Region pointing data

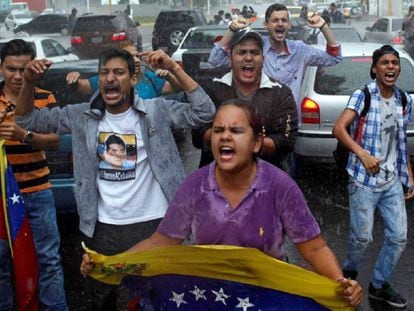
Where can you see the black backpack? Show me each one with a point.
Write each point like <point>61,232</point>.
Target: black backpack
<point>341,153</point>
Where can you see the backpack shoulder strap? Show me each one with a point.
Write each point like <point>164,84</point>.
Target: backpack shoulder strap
<point>403,98</point>
<point>367,101</point>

WHAT THIS TASK INVOLVES — What needs duplicating is the run of lines from the one containing "Target: black backpack" through the last line of the entries above, exact and complete.

RESULT —
Target: black backpack
<point>341,153</point>
Where can you see the backpack shoulder strap? Show me each one with a point.
Write each point like <point>164,84</point>.
Target: backpack shoulder strap
<point>403,98</point>
<point>367,101</point>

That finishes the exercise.